Supplied material

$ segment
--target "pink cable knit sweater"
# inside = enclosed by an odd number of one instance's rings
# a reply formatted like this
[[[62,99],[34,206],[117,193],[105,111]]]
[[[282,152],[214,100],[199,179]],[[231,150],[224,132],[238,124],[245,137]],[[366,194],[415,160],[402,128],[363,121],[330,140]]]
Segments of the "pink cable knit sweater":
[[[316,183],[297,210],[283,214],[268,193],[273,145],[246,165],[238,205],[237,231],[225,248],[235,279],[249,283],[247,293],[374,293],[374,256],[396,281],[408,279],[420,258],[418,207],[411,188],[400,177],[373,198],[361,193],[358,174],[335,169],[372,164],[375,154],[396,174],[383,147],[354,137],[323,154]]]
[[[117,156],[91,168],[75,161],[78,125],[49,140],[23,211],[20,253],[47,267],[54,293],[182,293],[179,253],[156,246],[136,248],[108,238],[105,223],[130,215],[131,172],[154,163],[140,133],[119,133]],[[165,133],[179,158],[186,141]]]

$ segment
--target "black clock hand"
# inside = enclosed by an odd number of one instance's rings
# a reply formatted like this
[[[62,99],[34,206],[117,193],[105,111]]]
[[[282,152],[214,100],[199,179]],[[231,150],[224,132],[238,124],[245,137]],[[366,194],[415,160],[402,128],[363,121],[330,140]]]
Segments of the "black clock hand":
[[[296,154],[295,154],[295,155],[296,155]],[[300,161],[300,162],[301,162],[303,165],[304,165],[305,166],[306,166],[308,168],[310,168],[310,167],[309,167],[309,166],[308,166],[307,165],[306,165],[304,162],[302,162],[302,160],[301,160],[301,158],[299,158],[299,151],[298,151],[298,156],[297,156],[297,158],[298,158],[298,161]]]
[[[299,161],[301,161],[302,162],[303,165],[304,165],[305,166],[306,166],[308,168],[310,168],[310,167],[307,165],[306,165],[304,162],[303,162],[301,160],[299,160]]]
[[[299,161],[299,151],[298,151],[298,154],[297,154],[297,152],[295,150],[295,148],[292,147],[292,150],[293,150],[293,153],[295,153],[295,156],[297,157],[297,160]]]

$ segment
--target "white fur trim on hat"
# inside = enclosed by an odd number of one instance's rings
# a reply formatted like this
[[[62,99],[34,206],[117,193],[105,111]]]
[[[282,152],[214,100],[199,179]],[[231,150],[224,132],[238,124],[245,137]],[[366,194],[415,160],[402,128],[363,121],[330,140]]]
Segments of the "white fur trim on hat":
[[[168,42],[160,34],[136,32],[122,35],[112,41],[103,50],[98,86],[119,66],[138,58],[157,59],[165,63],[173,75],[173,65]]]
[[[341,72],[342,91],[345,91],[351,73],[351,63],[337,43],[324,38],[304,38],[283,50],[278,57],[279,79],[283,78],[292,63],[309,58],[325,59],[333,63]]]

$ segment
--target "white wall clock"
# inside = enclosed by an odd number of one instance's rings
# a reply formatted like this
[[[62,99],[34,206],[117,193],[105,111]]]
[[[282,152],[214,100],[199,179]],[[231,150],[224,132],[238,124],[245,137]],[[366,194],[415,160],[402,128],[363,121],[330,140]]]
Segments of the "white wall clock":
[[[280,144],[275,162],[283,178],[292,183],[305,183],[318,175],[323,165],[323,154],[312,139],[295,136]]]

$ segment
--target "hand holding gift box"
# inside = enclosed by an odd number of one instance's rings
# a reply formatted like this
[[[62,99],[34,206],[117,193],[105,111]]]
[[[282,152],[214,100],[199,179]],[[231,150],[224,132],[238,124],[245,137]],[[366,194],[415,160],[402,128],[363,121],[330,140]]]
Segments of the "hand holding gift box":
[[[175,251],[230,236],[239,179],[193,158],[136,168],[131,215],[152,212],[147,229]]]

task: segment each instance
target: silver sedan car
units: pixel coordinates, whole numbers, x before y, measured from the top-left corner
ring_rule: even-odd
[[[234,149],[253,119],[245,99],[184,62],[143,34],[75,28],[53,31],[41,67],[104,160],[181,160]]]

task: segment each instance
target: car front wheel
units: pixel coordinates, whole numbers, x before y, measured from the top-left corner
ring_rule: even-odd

Task
Pick out each line of the listing above that holds the word "sweater", and copy those lines.

Reply
--target "pink cable knit sweater"
Segments of the "pink cable knit sweater":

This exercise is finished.